# [Quoted passage]
——————

How to explain glyphosate hypocrisy? Bayer’s lobbying and revolving door

Here’s one place where the MAHA and Food Justice movements agree: on glyphosate.  Here is a post from thefoodbabe (@Vani Hari):

LOBBYING

This refers to U.S. Right to Know’s Bayer lobby tracker.

Federal disclosures show Bayer reported spending $9.19 million on lobbying Congress and the executive branch in 2025, which includes fees paid to at least 13 outside lobbying firms. As of the fourth quarter of 2025, 45 lobbyists were registered to lobby for Bayer under the Lobbying Disclosure Act.

The tracker comes from Stacy Malkan’s reporting: Tracing Bayer’s ties to power in Trump’s Washington; From lobby firms to top officials, a look at how Bayer built access and secured favors

The White House invokes the Defense Production Act to guarantee supplies of elemental phosphorus and glyphosate-based herbicides. Regulators reapprove dicamba, a Bayer herbicide twice blocked by federal courts, and clear the way for new pesticides containing toxic, persistent PFAS “forever” chemicals.

And the U.S. Justice Department urges the U.S. Supreme Court to erase billions of dollars of Bayer’s liability for its glyphosate-based Roundup weed killer – placing the weight of the executive branch on the side of a foreign company against thousands of Americans who say Bayer’s products caused their cancers.

Over the past year, the administration under President Donald J. Trump has delivered a string of victories to Bayer, the German agrichemical and pharmaceutical giant that merged with Monsanto in 2018 to become the world’s leading manufacturer of genetically modified seeds and pesticides.

REVOLVING DOOR

The term refers to government regulators taking jobs with corporations and vice versa.  US Right to Know reports:

The Trump administration yesterday handed Bayer another win, urging the Supreme Court in a new brief to side with the German pesticide company in a high-stakes legal case that could wipe out thousands of cancer lawsuits and potentially billions of dollars in liability tied to glyphosate-based Roundup weed killer.

——————

# [Work instructions]
• A. Please copy everything from "The term refers" down to "Roundup weed killer." in the glyphosate piece, swapping "Supreme Court" for "high court".
• B. According to the glyphosate piece, how much did Bayer report spending on lobbying Congress and the executive branch in 2025?
• C. For each statement, answer yes or no according to the glyphosate piece, and quote the words that decide it: (i) Bayer merged with Monsanto in 2018. (ii) As of the fourth quarter of 2025, 13 lobbyists were registered to lobby for Bayer. (iii) Dicamba had been blocked by federal courts once.
Nothing here requires the listing.

# [Entries provided]
——————

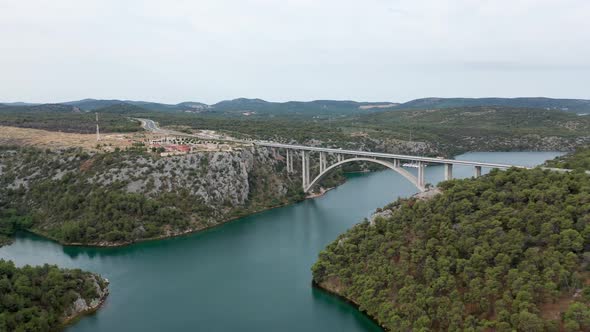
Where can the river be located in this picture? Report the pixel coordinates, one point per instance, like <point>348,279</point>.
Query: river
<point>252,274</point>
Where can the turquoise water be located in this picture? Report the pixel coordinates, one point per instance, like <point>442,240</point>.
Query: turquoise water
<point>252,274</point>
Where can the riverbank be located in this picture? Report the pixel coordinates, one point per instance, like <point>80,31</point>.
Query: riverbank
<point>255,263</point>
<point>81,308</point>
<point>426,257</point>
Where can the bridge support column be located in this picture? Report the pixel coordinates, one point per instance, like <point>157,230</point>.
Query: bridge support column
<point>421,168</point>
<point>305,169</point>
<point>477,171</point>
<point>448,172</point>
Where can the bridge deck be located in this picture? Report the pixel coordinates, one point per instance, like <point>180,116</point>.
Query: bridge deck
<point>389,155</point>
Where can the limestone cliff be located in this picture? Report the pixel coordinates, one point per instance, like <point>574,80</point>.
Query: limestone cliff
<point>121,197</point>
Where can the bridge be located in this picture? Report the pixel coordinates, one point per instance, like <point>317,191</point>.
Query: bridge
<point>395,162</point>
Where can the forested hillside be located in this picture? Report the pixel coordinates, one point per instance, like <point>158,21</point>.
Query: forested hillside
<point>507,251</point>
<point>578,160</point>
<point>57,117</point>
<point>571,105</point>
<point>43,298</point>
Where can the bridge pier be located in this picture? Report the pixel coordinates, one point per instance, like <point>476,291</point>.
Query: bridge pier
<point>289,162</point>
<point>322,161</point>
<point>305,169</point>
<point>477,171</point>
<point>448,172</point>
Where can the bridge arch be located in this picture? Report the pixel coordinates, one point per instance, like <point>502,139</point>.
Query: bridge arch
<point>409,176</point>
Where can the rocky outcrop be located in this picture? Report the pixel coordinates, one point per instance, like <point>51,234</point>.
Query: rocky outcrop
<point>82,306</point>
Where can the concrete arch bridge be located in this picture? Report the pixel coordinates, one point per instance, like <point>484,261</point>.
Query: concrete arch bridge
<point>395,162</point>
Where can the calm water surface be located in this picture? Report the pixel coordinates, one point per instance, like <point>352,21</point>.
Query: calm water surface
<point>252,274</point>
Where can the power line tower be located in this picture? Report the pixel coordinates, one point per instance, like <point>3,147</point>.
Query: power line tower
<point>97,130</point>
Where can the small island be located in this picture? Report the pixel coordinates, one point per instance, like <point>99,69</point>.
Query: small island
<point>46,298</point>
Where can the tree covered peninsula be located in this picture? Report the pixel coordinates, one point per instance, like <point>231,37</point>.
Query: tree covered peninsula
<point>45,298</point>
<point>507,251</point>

——————

# [Answers to the exercises]
• A.
The term refers to government regulators taking jobs with corporations and vice versa.  US Right to Know reports:

The Trump administration yesterday handed Bayer another win, urging the high court in a new brief to side with the German pesticide company in a high-stakes legal case that could wipe out thousands of cancer lawsuits and potentially billions of dollars in liability tied to glyphosate-based Roundup weed killer.

• B. $9.19 million

• C.
(i) Yes: "merged with Monsanto in 2018"
(ii) No: "45 lobbyists were registered to lobby for Bayer"
(iii) No: "twice blocked by federal courts"